→ GIVEN PASSAGE:
## start
Continuous deployment is when all code that is written for an application is immediately deployed into production. While still a very new concept, there are a growing number of companies that are beginning to adopt this process. Flicker and IMVU are two of the earliest. Eric Ries, CTO of IMVU, believes that this approach can improve software quality due to the discipline, automation, and rigorous standards that are required. In order to be successful Eric suggest a 5 step approach that includes continuous integration, source code commit checks, deployment scripts, alerting, and root cause analysis. You can read more about this process in a recent post.

Before dismissing this idea as not right for your organization consider what one of our clients does that achieves some of the benefits of the approach without so much of the risk. This particular company uses its own software, which many SaaS companies do at least from an administrative perspective, and they deploy each night’s build onto their internal system. They do not deploy each build onto their customer’s production environments but instead wait until the iteration is complete. The concern over disrupting the company’s internal operations are enough to enforce the rigor and achieve higher quality without taking on the risk of disrupting their customers.

Key-Value Stores and Task Specific Databases
In most Software as a Service or eCommerce applications the database is the central part of the entire system. While relational database management systems (RDBMS) are scalable as we have described in many of our posts, we also know that it can be intimidating for some technology orgs.
## end
→ INFORMATION SUPPLIED:
## start
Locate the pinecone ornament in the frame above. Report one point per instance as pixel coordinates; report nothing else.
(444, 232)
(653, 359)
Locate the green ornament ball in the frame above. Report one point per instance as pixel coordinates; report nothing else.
## end
→ WHAT TO DO:
[1] Answer these questions about the given passage.
(a) Which two companies does it name as two of the earliest to adopt continuous deployment?
(b) Onto what does the client it describes deploy each night's build?
(c) What does it call the central part of the entire system in most Software as a Service or eCommerce applications?
[2] Write out the given passage between "Before dismissing this" and "disrupting their customers.", inclusive, swapping "internal system" for "staging server".
The lines have no connection to the text.

→ CORRECT ANSWERS:
[1]
(a) Flicker and IMVU
(b) Onto its internal system
(c) The database

[2]
Before dismissing this idea as not right for your organization consider what one of our clients does that achieves some of the benefits of the approach without so much of the risk. This particular company uses its own software, which many SaaS companies do at least from an administrative perspective, and they deploy each night’s build onto their staging server. They do not deploy each build onto their customer’s production environments but instead wait until the iteration is complete. The concern over disrupting the company’s internal operations are enough to enforce the rigor and achieve higher quality without taking on the risk of disrupting their customers.